[SET EXERCISE] Select every line in the records below that contains the word "framed", and copy each of those lines.

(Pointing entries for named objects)
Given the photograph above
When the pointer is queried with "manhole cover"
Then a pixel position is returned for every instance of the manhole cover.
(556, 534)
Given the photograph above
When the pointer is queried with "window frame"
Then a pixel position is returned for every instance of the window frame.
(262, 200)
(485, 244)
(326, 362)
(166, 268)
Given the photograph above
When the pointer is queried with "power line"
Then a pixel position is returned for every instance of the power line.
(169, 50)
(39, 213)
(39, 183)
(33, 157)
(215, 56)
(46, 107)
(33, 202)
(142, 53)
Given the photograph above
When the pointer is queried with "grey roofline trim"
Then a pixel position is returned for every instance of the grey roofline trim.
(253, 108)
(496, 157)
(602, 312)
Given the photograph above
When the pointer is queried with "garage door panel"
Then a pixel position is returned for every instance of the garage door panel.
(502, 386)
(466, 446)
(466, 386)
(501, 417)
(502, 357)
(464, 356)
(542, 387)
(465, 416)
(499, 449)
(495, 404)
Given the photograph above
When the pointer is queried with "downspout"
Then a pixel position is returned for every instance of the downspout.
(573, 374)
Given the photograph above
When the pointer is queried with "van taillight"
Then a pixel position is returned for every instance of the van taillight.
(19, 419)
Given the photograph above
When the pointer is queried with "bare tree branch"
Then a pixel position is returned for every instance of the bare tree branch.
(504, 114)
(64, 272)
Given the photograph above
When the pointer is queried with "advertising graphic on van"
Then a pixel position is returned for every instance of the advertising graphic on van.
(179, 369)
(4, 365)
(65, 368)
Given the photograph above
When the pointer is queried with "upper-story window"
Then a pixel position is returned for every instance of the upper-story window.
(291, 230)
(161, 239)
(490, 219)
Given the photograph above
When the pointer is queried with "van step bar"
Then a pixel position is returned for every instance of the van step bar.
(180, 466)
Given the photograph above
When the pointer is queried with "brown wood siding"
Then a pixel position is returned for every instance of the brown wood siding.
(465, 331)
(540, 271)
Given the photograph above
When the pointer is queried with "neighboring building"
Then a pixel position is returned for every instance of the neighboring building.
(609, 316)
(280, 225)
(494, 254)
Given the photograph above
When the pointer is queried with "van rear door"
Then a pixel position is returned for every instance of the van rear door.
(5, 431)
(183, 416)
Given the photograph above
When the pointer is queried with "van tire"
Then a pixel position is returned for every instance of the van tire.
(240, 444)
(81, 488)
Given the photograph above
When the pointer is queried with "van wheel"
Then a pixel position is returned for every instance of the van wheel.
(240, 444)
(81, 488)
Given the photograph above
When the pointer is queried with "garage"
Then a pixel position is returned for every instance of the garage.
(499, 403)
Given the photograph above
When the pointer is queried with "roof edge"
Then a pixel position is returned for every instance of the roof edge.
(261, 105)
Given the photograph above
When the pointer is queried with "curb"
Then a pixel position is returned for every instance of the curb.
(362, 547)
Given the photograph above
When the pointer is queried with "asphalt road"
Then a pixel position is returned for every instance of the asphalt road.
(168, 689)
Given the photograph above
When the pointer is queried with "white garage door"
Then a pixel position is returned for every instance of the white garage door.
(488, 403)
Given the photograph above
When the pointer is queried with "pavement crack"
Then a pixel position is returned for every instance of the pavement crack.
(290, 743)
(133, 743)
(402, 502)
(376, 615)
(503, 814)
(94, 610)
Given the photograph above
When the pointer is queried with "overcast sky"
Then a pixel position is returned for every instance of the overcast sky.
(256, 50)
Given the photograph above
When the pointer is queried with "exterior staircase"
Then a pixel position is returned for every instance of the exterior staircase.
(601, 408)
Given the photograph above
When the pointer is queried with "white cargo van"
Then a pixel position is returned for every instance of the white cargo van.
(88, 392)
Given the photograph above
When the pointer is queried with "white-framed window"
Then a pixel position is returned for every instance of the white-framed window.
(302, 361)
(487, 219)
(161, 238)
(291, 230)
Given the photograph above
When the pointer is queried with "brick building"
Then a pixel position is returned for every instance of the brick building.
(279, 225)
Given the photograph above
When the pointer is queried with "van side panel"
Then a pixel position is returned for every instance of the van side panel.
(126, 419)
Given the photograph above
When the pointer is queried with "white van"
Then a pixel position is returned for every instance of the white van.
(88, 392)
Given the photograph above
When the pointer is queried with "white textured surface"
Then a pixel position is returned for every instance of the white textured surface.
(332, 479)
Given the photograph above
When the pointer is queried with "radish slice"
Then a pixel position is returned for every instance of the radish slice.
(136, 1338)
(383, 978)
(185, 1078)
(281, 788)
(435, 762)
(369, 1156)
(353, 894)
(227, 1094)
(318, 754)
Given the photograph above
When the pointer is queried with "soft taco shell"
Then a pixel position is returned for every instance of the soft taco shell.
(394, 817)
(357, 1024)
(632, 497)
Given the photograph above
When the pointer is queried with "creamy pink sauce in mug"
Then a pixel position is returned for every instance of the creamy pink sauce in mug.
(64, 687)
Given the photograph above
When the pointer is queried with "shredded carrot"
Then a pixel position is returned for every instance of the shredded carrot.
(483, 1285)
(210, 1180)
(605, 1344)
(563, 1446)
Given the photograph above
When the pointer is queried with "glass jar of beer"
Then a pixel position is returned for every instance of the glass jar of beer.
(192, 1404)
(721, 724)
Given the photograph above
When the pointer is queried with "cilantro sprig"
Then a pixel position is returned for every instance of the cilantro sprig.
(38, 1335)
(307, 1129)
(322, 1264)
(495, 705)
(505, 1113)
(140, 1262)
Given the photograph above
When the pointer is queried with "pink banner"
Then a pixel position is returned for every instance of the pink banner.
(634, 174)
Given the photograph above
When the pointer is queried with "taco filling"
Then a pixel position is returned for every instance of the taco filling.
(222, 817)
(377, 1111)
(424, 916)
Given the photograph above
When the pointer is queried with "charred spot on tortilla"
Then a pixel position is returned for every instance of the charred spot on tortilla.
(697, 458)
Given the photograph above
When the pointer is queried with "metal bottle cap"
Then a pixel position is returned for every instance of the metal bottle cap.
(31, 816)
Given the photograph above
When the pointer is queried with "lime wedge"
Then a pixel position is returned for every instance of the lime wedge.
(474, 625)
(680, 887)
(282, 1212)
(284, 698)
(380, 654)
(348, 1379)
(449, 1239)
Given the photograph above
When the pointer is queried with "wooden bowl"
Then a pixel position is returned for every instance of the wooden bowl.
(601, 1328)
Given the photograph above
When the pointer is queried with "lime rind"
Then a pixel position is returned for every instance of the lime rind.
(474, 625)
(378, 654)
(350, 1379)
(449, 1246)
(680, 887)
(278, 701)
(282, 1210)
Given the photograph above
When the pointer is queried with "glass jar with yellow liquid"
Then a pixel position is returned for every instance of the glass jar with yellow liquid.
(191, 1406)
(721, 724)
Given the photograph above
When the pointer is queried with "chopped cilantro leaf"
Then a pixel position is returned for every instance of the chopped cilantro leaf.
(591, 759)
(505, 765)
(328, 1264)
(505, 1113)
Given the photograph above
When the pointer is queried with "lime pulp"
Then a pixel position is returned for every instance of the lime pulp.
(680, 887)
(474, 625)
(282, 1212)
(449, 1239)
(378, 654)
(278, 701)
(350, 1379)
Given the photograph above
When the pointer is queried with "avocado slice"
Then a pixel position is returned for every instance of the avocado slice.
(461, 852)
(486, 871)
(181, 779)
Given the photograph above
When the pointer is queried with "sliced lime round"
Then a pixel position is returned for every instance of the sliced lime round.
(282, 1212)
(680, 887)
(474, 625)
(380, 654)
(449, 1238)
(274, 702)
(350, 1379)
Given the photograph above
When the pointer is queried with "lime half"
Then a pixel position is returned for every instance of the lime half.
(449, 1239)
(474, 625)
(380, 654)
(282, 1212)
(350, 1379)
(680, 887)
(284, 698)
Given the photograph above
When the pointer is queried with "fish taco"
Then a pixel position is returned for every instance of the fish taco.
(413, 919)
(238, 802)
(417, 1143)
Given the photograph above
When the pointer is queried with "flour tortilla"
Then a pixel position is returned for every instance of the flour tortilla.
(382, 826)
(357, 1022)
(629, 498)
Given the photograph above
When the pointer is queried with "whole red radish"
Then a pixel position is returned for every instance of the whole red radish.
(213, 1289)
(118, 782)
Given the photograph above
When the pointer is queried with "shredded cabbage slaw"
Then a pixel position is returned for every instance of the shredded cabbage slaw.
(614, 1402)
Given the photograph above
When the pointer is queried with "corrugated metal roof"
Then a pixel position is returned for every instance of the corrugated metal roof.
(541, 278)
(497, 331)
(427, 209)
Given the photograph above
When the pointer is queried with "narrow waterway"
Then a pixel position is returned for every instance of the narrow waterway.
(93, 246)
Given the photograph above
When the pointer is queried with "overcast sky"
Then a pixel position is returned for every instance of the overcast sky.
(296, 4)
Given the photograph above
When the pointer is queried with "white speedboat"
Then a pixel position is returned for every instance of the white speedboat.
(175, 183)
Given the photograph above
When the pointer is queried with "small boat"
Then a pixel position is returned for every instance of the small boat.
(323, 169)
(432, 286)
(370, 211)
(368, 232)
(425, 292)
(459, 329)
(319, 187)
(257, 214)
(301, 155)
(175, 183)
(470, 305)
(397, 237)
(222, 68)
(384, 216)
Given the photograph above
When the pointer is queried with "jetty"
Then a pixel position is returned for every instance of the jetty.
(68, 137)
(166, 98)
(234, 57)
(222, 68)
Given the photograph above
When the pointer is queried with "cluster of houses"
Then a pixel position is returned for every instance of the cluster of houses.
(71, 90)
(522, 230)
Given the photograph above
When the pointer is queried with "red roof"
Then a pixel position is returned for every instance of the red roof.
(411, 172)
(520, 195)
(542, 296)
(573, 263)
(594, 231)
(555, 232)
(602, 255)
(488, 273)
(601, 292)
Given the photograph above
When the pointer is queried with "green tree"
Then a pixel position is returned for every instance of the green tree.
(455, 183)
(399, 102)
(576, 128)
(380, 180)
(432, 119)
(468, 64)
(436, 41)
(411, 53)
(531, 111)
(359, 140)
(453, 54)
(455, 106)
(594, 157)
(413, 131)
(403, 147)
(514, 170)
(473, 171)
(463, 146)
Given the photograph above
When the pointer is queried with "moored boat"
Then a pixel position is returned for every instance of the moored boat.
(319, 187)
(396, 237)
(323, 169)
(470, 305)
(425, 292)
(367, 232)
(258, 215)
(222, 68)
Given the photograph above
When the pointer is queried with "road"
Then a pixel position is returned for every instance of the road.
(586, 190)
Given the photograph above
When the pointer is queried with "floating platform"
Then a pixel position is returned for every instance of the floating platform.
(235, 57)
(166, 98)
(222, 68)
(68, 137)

[TASK RESULT]
When the pointer is queried with "white-framed window"
Then a pixel position is returned for every instance of the white-framed window.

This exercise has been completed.